Data to use:
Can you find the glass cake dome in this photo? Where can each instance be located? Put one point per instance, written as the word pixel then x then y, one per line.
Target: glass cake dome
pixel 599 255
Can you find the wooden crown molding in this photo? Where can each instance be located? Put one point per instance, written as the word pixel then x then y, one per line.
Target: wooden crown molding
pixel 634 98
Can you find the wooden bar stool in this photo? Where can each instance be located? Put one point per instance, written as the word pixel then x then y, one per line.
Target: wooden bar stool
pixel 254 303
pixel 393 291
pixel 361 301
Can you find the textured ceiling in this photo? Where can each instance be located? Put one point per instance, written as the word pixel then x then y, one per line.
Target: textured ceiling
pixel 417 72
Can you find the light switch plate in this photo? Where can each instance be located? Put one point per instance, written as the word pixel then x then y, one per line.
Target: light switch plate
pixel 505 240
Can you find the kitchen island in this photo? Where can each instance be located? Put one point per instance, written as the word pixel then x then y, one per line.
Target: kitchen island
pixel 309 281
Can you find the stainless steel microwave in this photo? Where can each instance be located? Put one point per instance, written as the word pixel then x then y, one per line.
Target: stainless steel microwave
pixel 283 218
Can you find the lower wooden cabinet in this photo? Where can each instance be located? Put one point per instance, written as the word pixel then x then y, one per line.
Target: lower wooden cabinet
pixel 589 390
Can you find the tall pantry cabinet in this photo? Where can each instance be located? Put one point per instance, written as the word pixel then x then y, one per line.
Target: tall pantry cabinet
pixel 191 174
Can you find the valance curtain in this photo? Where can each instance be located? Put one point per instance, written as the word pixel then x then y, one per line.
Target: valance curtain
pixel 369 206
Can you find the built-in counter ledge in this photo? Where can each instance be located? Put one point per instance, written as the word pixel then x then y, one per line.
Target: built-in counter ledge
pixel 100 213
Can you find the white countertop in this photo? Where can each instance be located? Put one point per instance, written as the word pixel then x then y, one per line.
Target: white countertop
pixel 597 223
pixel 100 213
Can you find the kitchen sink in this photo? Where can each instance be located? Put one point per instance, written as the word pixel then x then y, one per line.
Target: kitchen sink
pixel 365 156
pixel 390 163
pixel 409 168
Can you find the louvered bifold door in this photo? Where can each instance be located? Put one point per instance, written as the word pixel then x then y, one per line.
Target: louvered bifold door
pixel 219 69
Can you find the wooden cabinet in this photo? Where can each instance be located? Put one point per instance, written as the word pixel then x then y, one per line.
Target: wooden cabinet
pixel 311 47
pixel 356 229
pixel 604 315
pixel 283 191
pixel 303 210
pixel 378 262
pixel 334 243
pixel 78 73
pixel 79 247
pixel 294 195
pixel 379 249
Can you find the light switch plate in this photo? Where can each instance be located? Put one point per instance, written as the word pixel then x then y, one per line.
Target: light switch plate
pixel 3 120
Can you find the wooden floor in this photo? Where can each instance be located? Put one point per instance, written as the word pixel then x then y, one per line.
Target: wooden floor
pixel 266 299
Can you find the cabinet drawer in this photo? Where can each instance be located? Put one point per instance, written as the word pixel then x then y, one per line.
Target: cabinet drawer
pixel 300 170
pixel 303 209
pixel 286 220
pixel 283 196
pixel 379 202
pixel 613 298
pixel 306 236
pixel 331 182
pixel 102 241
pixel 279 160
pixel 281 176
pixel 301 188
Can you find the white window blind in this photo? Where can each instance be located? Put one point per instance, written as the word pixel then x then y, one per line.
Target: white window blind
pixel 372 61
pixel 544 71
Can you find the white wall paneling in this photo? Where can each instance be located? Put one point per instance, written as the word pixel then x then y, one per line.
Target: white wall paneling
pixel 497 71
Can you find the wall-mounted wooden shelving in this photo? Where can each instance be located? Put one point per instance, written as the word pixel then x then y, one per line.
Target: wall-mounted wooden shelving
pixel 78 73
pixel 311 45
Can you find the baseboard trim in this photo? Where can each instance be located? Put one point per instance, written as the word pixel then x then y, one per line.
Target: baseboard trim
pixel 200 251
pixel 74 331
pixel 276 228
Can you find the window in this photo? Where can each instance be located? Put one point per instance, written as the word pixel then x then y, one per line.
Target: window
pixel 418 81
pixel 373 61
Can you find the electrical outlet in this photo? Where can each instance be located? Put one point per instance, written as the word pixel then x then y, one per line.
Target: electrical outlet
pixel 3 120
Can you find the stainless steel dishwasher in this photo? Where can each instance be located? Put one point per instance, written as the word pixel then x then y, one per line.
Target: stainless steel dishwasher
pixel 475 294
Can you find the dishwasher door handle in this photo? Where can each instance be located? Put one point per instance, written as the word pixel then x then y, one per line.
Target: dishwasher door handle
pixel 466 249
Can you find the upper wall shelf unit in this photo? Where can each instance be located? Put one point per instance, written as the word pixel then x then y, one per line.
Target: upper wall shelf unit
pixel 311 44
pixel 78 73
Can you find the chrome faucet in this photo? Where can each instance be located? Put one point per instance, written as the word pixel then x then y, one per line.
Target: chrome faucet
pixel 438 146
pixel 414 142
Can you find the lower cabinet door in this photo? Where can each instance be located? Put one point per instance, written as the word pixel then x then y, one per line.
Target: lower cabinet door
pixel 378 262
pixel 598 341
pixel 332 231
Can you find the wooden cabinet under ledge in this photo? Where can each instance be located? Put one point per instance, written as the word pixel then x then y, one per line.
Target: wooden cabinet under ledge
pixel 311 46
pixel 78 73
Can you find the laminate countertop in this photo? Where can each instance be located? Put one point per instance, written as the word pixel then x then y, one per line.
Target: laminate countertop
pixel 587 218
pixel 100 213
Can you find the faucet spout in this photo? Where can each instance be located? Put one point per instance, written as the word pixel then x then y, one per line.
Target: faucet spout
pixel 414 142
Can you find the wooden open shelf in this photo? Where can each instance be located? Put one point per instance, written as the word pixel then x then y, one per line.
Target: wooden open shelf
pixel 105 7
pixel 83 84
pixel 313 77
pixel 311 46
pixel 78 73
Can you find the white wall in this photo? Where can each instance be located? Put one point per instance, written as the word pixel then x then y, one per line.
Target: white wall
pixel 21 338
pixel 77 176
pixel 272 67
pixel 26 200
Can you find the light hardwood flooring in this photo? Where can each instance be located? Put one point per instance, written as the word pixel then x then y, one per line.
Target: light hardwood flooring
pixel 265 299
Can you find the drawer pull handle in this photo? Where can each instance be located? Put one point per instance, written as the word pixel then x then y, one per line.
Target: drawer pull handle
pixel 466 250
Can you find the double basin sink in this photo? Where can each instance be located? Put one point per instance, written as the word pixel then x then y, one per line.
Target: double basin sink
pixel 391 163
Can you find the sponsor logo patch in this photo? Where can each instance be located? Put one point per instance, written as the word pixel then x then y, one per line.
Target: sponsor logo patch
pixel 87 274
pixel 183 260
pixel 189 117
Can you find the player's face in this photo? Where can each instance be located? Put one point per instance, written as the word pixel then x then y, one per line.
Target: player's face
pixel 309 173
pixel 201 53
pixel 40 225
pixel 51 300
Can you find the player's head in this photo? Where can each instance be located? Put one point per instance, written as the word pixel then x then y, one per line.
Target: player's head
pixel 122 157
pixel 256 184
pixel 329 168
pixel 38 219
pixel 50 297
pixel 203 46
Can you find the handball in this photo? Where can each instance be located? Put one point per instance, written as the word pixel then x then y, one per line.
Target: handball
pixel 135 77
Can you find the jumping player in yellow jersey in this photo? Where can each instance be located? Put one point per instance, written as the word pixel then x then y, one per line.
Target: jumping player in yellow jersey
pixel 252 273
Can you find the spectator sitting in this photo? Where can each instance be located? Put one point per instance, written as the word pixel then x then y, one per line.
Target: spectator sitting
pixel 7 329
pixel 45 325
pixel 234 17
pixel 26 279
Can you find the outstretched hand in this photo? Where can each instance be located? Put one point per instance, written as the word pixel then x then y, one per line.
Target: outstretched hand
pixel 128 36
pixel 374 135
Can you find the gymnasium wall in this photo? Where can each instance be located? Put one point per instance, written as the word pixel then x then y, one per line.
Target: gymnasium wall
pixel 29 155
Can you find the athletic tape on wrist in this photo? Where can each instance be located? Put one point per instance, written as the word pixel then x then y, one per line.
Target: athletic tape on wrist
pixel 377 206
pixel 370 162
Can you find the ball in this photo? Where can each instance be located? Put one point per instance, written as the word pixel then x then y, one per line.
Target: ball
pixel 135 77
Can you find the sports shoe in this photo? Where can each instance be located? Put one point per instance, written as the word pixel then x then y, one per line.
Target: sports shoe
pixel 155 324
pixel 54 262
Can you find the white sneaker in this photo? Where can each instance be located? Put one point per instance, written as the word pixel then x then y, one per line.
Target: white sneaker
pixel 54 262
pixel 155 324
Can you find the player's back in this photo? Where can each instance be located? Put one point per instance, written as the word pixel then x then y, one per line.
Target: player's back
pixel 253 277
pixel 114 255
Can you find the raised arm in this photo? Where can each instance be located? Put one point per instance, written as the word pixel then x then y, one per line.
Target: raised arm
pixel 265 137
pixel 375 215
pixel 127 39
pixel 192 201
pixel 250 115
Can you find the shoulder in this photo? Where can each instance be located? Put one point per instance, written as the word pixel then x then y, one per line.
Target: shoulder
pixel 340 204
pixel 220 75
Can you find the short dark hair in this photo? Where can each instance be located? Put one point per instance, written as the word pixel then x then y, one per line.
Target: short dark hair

Exercise requirements: Extract the lines from the first one through the line that contains "pixel 309 281", including both of those lines, and reproduce them word for word.

Worked answer:
Can you find the glass cake dome in this photo? Where can each instance be located? Put one point per instance, written as the word pixel then x then y, one per line.
Target: glass cake dome
pixel 599 255
Can you find the wooden crown molding in this photo? Where can each instance be located? Put one point per instance, written as the word pixel then x then y, one per line.
Target: wooden crown molding
pixel 634 98
Can you find the wooden bar stool in this photo? Where can each instance be located? Put one point per instance, written as the word pixel then x then y, one per line.
Target: wooden bar stool
pixel 254 303
pixel 393 291
pixel 361 301
Can you find the textured ceiling in this photo? Where can each instance be located? Put one point per instance, written as the word pixel then x then y, one per line.
Target: textured ceiling
pixel 417 72
Can you find the light switch plate in this photo? Where can each instance be located? Put one point per instance, written as the word pixel then x then y, one per line.
Target: light switch plate
pixel 505 240
Can you find the kitchen island in this photo? Where can each instance be located? Put one point per instance, written as the word pixel then x then y, one per line.
Target: kitchen island
pixel 309 281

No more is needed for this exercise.